ACTIONS TO TAKE -
**a.** Using the Dough and Dynamite article, decide whether each statement below agrees with it. For each, answer yes or no and quote the words from the article that decide it.
(i) Mack Sennett was present at Keystone Studios for most of the filming.
(ii) Charley Chase appears in the cast under the name Charles Parrott.
(iii) The bakery workers go on strike for shorter hours.
**b.** Answer these questions from the Dough and Dynamite article.
(i) Which studio made the film?
(ii) What is the title of Mack Sennett's autobiography, and in what year was it published?
(iii) Which actor plays Jacques?
**c.** Continue the Dough and Dynamite article from the point where it ends.

TEXT EXCERPT -
1914 film by Charlie Chaplin

Dough and Dynamite is a 1914 American comedy silent short film made by Keystone Studios starring Charlie Chaplin. Historian Blair Miller considered it a predecessor of Oliver Hardy's Dough Nuts.

Dough and Dynamite

==Plot==
Two waiters are working at a restaurant. One is especially inept and his comic carelessness enrages the customers. The workers in the restaurant's bakery go on strike for more pay, but are fired by the unsympathetic proprietor. He is then put to work in the bakery where his lack of skills upsets his boss and co-worker, Jacques. Meanwhile, the vengeful strikers have arranged to smuggle a loaf of bread concealing a stick of dynamite into the bakery. During a free-for-all involving them and their boss, the dynamite dramatically explodes and he emerges groggily from a pile of sticky dough.

==Cast==
- Charlie Chaplin – Waiter
- Chester Conklin – Jacques
- Fritz Schade – Monsieur La Vie, Bakery Owner
- Norma Nichols – Mme. La Vie, the Baker's Wife
- Glen Cavender – Head baker
- Cecile Arnold – Waitress
- Vivian Edwards – Customer
- Phyllis Allen – Customer
- John Francis Dillon – Customer
- Edgar Kennedy – Striking baker
- Slim Summerville – Striking baker
- Charley Chase (as Charles Parrott) – Customer
- Wallace MacDonald – Customer
- Jess Dandy – Female Cook
- Ted Edwards – Striking Baker (uncredited)

==Mack Sennett's recollections==
In Mack Sennett's 1954 autobiography, King of Comedy, he recalled he was absent from Keystone Studios for most of the filming of Dough and Dynamite. Before Sennett left, he put Chaplin and Conklin jointly in charge of creating a new comedy with basically no guidelines. The two comedians began creating a film in which each man was a roominghouse boarder competing against one another in trying to woo the landlady, but they abandoned the idea after a short time. When they saw a "help wanted" sign outside a local bakery, the idea of a slapstick comedy set within a bakery came to both men almost simultaneously. Sennett claimed, however, that it was his idea to have a stick of dynamite concealed in a loaf of bread. Sennett declared Dough and Dynamite to be Chaplin's breakout film with Keystone.

ENTRIES SHOWN -
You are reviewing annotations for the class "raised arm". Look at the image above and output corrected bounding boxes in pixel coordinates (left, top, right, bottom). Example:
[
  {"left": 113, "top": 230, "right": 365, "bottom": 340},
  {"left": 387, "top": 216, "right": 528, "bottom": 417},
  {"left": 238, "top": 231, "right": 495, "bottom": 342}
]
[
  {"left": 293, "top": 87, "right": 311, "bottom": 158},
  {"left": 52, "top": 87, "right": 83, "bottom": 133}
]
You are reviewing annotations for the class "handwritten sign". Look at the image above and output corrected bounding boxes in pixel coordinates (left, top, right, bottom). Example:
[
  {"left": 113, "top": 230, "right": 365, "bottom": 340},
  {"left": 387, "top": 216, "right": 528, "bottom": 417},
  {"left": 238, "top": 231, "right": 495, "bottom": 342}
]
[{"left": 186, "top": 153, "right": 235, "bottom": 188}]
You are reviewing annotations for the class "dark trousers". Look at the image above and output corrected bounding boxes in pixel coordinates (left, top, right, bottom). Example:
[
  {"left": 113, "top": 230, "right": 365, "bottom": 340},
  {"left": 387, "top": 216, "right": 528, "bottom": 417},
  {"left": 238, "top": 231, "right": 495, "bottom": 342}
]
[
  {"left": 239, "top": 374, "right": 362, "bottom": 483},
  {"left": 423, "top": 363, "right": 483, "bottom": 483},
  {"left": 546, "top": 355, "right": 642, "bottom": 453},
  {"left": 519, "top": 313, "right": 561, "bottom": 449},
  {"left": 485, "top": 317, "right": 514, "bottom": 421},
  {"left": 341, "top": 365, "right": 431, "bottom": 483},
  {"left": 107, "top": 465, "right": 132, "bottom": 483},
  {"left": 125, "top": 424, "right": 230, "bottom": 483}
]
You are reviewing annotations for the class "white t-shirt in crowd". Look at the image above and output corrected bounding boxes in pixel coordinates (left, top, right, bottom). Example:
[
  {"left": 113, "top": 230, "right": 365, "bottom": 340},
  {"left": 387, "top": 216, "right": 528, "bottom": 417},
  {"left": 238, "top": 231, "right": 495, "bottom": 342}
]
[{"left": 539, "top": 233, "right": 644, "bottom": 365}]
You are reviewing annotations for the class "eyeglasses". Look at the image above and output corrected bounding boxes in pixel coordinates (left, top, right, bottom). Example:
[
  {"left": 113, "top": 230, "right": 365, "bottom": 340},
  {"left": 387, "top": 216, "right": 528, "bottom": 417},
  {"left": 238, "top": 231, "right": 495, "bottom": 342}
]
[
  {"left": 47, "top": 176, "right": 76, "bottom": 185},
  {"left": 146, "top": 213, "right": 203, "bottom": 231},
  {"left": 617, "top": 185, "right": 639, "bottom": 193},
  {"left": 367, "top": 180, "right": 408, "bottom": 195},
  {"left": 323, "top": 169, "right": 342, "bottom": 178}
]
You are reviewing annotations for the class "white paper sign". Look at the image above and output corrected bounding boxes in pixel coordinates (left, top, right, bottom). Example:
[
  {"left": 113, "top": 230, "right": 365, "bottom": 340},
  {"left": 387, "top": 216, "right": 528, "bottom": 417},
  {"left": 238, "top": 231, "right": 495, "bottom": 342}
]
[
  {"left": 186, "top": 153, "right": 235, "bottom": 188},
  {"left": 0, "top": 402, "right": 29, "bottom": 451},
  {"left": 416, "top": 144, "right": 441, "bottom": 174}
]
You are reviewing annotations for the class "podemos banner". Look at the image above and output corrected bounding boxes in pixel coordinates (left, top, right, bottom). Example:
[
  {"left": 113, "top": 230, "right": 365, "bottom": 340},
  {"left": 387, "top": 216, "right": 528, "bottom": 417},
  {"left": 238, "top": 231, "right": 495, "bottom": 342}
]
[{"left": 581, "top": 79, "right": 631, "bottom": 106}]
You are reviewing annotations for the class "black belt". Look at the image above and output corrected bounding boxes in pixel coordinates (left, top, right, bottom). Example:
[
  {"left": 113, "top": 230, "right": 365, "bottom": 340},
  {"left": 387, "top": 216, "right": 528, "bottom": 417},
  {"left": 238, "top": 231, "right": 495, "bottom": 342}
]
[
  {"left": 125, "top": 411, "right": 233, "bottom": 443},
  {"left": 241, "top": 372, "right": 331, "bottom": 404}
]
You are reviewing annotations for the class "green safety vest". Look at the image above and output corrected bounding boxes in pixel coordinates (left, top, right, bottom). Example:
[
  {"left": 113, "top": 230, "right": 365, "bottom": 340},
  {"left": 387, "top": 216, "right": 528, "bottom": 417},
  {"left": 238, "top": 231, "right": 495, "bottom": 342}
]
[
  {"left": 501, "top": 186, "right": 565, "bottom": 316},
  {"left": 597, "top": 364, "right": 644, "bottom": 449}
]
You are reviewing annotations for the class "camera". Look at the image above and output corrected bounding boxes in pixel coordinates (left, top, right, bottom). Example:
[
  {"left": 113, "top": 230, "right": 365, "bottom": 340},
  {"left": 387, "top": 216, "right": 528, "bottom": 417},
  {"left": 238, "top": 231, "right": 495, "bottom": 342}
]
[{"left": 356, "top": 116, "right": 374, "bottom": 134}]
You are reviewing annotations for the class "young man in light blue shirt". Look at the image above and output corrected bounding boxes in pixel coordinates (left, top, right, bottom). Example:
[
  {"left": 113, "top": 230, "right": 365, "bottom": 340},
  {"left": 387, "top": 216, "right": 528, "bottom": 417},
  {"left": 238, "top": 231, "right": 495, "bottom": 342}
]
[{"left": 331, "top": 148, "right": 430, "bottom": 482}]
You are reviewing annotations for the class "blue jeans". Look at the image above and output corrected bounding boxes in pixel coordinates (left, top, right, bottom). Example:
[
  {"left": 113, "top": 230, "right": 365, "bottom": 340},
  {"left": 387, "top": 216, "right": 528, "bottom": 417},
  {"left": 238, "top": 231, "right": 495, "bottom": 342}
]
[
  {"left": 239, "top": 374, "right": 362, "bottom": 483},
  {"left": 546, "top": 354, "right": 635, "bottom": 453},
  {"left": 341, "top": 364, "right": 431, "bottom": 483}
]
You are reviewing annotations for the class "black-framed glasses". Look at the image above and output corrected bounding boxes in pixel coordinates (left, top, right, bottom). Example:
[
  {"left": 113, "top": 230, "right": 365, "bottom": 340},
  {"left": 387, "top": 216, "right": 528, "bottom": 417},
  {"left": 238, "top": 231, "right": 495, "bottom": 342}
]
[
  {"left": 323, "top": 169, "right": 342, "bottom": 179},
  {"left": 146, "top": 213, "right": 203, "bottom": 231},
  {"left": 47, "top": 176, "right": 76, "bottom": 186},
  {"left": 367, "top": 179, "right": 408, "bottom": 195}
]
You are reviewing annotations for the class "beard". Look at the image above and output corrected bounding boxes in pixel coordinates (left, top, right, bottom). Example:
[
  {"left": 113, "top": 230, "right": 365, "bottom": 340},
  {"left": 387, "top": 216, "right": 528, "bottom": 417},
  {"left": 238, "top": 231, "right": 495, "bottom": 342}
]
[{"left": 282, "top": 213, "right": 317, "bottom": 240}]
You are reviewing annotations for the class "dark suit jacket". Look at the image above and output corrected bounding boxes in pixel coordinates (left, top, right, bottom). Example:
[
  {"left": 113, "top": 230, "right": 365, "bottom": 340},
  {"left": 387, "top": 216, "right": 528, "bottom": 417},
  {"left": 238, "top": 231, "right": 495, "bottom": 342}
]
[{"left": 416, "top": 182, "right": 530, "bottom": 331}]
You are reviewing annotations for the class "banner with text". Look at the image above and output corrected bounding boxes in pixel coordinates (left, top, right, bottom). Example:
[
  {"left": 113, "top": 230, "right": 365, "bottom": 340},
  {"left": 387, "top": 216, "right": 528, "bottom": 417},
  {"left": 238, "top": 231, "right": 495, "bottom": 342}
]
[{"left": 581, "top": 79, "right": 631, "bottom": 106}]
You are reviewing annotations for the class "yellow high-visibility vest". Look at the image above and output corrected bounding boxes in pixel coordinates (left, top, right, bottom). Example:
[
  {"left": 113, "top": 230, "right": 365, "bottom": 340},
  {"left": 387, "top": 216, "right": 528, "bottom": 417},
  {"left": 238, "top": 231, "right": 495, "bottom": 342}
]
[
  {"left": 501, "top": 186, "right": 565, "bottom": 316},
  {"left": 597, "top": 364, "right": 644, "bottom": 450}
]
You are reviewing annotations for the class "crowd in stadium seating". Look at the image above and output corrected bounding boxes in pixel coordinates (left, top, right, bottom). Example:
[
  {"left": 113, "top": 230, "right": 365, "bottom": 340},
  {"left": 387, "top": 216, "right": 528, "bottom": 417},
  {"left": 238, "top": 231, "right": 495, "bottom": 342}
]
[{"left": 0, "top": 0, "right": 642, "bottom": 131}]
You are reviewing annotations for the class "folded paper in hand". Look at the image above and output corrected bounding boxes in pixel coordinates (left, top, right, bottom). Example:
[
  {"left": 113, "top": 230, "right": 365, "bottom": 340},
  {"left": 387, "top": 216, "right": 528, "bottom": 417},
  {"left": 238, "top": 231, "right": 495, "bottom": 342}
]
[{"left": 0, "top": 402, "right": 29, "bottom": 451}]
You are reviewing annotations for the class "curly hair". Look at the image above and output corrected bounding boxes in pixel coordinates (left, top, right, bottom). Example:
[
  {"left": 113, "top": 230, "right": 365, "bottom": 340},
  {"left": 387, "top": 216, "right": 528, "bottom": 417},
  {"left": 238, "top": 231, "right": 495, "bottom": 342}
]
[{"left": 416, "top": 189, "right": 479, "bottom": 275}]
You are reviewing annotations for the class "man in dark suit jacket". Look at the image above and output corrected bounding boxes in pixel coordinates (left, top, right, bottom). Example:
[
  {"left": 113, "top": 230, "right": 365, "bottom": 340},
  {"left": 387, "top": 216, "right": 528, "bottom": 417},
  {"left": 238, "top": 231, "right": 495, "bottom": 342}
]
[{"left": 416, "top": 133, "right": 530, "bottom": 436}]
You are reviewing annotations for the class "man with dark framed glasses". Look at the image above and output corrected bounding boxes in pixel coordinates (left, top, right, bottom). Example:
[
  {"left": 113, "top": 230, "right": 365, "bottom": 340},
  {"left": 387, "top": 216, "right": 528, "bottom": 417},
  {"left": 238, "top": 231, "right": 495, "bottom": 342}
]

RESPONSE LIST -
**a.**
(i) No: "he was absent from Keystone Studios for most of the filming of Dough and Dynamite"
(ii) Yes: "Charley Chase (as Charles Parrott) – Customer"
(iii) No: "The workers in the restaurant's bakery go on strike for more pay"

**b.**
(i) Keystone Studios
(ii) King of Comedy, published in 1954
(iii) Chester Conklin

**c.**
==Reviews==
The New York Dramatic Mirror praised Chaplin's efforts in Dough and Dynamite, writing, "In a comparatively short time, Charles Chaplin has earned a reputation as a slapstick comedian second to none. His odd little tricks of manner and his refusal to do the most simple things in an ordinary way are essential features of his method, which thus far has defied successful imitation."

Moving Picture World commented, "Two reels of pure nonsense, some of which is very laughable indeed. Chas. Chaplin appears as a waiter in a French restaurant and bakery. He has a terrible time breaking dishes and getting the dough over the floor. The bakers go on strike and at the last the whole place is blown up by dynamite. This is well-pictured and very successful for this form of humor."